Provided records:
------------------------------------------------------------------------

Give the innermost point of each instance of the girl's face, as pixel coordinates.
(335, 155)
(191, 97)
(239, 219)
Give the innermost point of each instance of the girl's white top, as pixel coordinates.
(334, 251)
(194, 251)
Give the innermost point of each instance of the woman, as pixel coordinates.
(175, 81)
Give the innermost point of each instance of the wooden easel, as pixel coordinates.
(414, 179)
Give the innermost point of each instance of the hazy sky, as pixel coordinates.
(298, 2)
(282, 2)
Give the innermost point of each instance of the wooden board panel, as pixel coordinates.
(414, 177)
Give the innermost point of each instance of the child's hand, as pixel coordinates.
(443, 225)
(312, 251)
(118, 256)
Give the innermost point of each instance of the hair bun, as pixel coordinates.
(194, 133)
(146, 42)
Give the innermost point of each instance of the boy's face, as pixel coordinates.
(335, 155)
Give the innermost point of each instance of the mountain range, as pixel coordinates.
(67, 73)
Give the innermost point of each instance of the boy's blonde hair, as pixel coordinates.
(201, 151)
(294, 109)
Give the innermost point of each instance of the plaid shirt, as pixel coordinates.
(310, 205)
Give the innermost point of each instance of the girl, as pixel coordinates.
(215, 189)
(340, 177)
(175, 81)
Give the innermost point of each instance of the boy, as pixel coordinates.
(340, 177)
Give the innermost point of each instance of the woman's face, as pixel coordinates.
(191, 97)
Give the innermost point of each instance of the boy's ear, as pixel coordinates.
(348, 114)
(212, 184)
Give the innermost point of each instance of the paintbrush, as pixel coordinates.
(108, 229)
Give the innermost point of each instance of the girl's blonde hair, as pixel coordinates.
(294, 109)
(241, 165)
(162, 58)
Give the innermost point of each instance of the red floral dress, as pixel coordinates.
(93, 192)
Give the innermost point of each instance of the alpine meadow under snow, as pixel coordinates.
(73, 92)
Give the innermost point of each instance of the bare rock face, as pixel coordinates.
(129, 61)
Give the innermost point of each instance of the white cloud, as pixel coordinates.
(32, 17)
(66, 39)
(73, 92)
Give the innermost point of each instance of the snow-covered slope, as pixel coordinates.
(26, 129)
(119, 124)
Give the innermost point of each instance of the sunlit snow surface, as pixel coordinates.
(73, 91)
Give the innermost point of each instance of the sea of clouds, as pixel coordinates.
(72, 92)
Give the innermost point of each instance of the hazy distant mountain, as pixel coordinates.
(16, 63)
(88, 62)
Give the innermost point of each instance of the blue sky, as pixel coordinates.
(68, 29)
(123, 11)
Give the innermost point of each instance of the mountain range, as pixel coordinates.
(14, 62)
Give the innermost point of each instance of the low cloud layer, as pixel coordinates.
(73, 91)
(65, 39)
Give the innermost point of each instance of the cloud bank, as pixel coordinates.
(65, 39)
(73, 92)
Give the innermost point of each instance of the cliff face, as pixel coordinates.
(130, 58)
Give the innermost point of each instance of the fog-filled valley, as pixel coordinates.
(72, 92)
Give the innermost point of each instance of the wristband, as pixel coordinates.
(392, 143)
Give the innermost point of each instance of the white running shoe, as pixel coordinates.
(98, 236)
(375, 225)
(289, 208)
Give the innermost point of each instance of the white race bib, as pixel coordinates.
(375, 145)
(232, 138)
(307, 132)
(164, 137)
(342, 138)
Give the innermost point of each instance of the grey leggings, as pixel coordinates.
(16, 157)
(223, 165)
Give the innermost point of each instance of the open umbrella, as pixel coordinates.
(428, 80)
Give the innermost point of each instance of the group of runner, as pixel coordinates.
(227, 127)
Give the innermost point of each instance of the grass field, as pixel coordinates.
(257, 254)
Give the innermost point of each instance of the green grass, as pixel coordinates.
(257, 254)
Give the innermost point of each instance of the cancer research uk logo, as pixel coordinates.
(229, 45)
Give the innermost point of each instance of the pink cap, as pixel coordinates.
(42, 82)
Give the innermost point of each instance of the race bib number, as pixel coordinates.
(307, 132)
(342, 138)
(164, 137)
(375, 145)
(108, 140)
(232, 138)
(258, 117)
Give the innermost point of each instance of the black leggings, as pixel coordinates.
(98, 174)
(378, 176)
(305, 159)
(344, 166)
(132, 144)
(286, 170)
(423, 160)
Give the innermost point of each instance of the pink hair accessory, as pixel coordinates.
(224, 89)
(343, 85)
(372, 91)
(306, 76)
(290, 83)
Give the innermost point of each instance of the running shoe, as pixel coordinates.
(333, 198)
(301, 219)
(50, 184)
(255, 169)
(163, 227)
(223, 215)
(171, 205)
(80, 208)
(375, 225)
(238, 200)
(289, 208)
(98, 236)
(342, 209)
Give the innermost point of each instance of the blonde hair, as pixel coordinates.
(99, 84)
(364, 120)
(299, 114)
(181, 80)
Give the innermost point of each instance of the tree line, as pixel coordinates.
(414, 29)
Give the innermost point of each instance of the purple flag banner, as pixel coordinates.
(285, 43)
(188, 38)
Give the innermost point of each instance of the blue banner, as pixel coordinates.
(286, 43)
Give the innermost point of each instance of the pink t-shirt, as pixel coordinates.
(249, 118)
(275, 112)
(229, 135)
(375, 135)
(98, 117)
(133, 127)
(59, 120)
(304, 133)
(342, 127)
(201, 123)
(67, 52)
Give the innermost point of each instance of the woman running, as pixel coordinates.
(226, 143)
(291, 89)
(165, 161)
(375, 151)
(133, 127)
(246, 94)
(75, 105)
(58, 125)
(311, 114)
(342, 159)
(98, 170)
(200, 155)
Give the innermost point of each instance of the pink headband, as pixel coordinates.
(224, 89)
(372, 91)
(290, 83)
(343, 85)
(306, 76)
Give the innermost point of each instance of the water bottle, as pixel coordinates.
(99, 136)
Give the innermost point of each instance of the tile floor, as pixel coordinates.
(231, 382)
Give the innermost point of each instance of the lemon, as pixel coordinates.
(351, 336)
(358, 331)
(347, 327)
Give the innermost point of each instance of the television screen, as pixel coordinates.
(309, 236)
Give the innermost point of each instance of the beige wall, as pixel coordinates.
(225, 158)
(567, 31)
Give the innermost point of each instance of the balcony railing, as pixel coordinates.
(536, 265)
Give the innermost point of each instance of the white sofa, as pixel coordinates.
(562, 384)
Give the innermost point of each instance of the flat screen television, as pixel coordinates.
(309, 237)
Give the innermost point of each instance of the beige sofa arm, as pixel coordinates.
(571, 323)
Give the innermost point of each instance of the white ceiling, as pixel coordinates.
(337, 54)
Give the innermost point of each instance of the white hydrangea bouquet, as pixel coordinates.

------------------------------------------------------------------------

Aim:
Reproduce all of the items above verbatim, line for line.

Response:
Give the innermost point of each instance of the girl's face, as pixel coordinates.
(335, 155)
(191, 97)
(239, 219)
Give the innermost point of each instance of the girl's white top, as pixel coordinates.
(334, 251)
(194, 251)
Give the innermost point of each instance of the woman, as pixel coordinates.
(175, 81)
Give the innermost point of each instance of the wooden easel, as pixel coordinates.
(414, 179)
Give the innermost point of each instance of the hazy sky, as pixel coordinates.
(298, 2)
(282, 2)
Give the innermost point of each instance of the wooden board panel, as pixel coordinates.
(414, 177)
Give the innermost point of each instance of the child's hand, as pixel coordinates.
(443, 225)
(312, 251)
(118, 256)
Give the innermost point of each instance of the hair bun, as pixel coordinates.
(194, 133)
(146, 42)
Give the innermost point of each instance of the boy's face, as pixel coordinates.
(335, 155)
Give the innermost point of each instance of the mountain range, as pixel coordinates.
(67, 73)
Give the innermost point of each instance of the boy's blonde hair, as pixel coordinates.
(201, 151)
(294, 109)
Give the innermost point of each instance of the plaid shirt, as pixel coordinates.
(310, 205)
Give the innermost point of each instance of the girl, as pixel coordinates.
(215, 189)
(340, 177)
(175, 81)
Give the innermost point of each instance of the boy, as pixel coordinates.
(340, 177)
Give the innermost point of each instance of the woman's face, as pixel coordinates.
(191, 97)
Give the innermost point of each instance of the boy's ear, as pixel coordinates.
(348, 114)
(212, 184)
Give the innermost point of each instance of the paintbrush, as pixel coordinates.
(108, 229)
Give the innermost point of each instance of the girl's blonde hair, as pixel coordinates.
(294, 109)
(241, 165)
(162, 58)
Give the innermost point of each instance of the red floral dress, as pixel coordinates.
(93, 192)
Give the innermost point of each instance of the alpine meadow under snow, as pixel coordinates.
(73, 92)
Give the innermost point of each instance of the bare rock face, as pixel coordinates.
(129, 61)
Give the innermost point of each instance of the white cloud, as pixel coordinates.
(32, 17)
(66, 39)
(73, 92)
Give the innermost point of each instance of the snow-covered slope, as pixel coordinates.
(26, 129)
(119, 124)
Give the innermost point of each instance of the sunlit snow surface, as pixel coordinates.
(73, 91)
Give the innermost point of each instance of the sea of clouds, as pixel coordinates.
(72, 92)
Give the innermost point of each instance of the hazy distant mountain, as pixel coordinates.
(16, 63)
(88, 62)
Give the innermost point of each instance of the blue sky, as pixel coordinates.
(68, 29)
(123, 11)
Give the innermost point of each instance of the mountain range, as pixel coordinates.
(14, 62)
Give the innermost point of each instance of the low cloud layer, as pixel coordinates.
(73, 91)
(65, 39)
Give the innermost point of each instance of the cloud bank, as pixel coordinates.
(65, 39)
(73, 92)
Give the innermost point of each instance of the cliff face, as pixel coordinates.
(130, 58)
Give the innermost point of each instance of the fog-filled valley, as pixel coordinates.
(72, 92)
Give the innermost point of each instance of the wristband, as pixel coordinates.
(392, 143)
Give the innermost point of each instance of the white running shoe, as pixel coordinates.
(98, 236)
(375, 225)
(289, 208)
Give the innermost point of each instance of the white race bib, as pixel coordinates.
(375, 145)
(232, 138)
(307, 132)
(164, 137)
(342, 138)
Give the innermost point of each instance of the grey leggings, as pixel coordinates.
(16, 157)
(223, 165)
Give the innermost point of each instance of the open umbrella, as pixel coordinates.
(428, 80)
Give the innermost point of each instance of the group of runner, as pixel coordinates.
(227, 127)
Give the innermost point of each instance of the grass field, as pixel coordinates.
(257, 254)
Give the innermost point of each instance of the green grass, as pixel coordinates.
(257, 254)
Give the innermost point of each instance of the cancer research uk logo, as pixel coordinates.
(229, 45)
Give the innermost point of each instance of the pink cap, as pixel coordinates.
(42, 82)
Give the innermost point of each instance of the race bib number, as pixel coordinates.
(307, 132)
(342, 138)
(164, 137)
(375, 145)
(108, 140)
(232, 138)
(258, 117)
Give the innermost point of each instance of the black leggings, as pixel coordinates.
(98, 174)
(378, 176)
(305, 159)
(344, 166)
(132, 144)
(286, 170)
(423, 160)
Give the innermost point of each instance of the pink hair accessory, as pixel coordinates.
(224, 89)
(343, 85)
(372, 91)
(306, 76)
(290, 83)
Give the innermost point of each instance of the running shoe, as pixel coordinates.
(333, 198)
(301, 219)
(50, 184)
(255, 169)
(163, 227)
(223, 215)
(171, 205)
(80, 208)
(375, 225)
(238, 200)
(289, 208)
(98, 236)
(342, 209)
Give the innermost point of each instance of the blonde hair, as pixel coordinates.
(99, 84)
(364, 120)
(299, 114)
(181, 80)
Give the innermost point of each instance of the tree line, as pixel coordinates.
(414, 29)
Give the innermost point of each instance of the purple flag banner, as pixel coordinates.
(285, 43)
(188, 38)
Give the innermost point of each instance of the blue banner, as pixel coordinates.
(286, 43)
Give the innermost point of each instance of the pink t-shirt, as pixel coordinates.
(249, 118)
(275, 112)
(229, 135)
(375, 135)
(98, 117)
(133, 127)
(59, 120)
(304, 133)
(342, 127)
(201, 123)
(67, 52)
Give the innermost point of each instance of the woman running, as pixel coordinates.
(226, 143)
(291, 89)
(165, 161)
(375, 151)
(133, 127)
(246, 94)
(75, 105)
(58, 125)
(311, 114)
(342, 159)
(98, 170)
(200, 155)
Give the innermost point of each instance of the pink headband, as pixel coordinates.
(224, 89)
(372, 91)
(290, 83)
(343, 85)
(306, 76)
Give the innermost point of each instance of the water bottle, as pixel coordinates.
(99, 136)
Give the innermost point of each instance of the tile floor, as pixel coordinates.
(231, 382)
Give the innermost point of each instance of the lemon, as pixel coordinates.
(351, 336)
(358, 331)
(347, 327)
Give the innermost point of each instance of the television screen, as pixel coordinates.
(309, 236)
Give the innermost point of each instance of the beige wall, as pixel coordinates.
(225, 158)
(567, 31)
Give the innermost point of each instance of the balcony railing, as pixel coordinates.
(536, 265)
Give the innermost point of each instance of the white sofa, as pixel coordinates.
(562, 384)
Give the innermost point of each instance of the flat screen television, as pixel coordinates.
(309, 237)
Give the innermost point of each instance of the beige sofa arm, as pixel coordinates.
(571, 323)
Give the innermost point of each instance of the white ceiling, as pixel coordinates.
(337, 54)
Give the innermost point of each instance of the white hydrangea bouquet, as pixel coordinates.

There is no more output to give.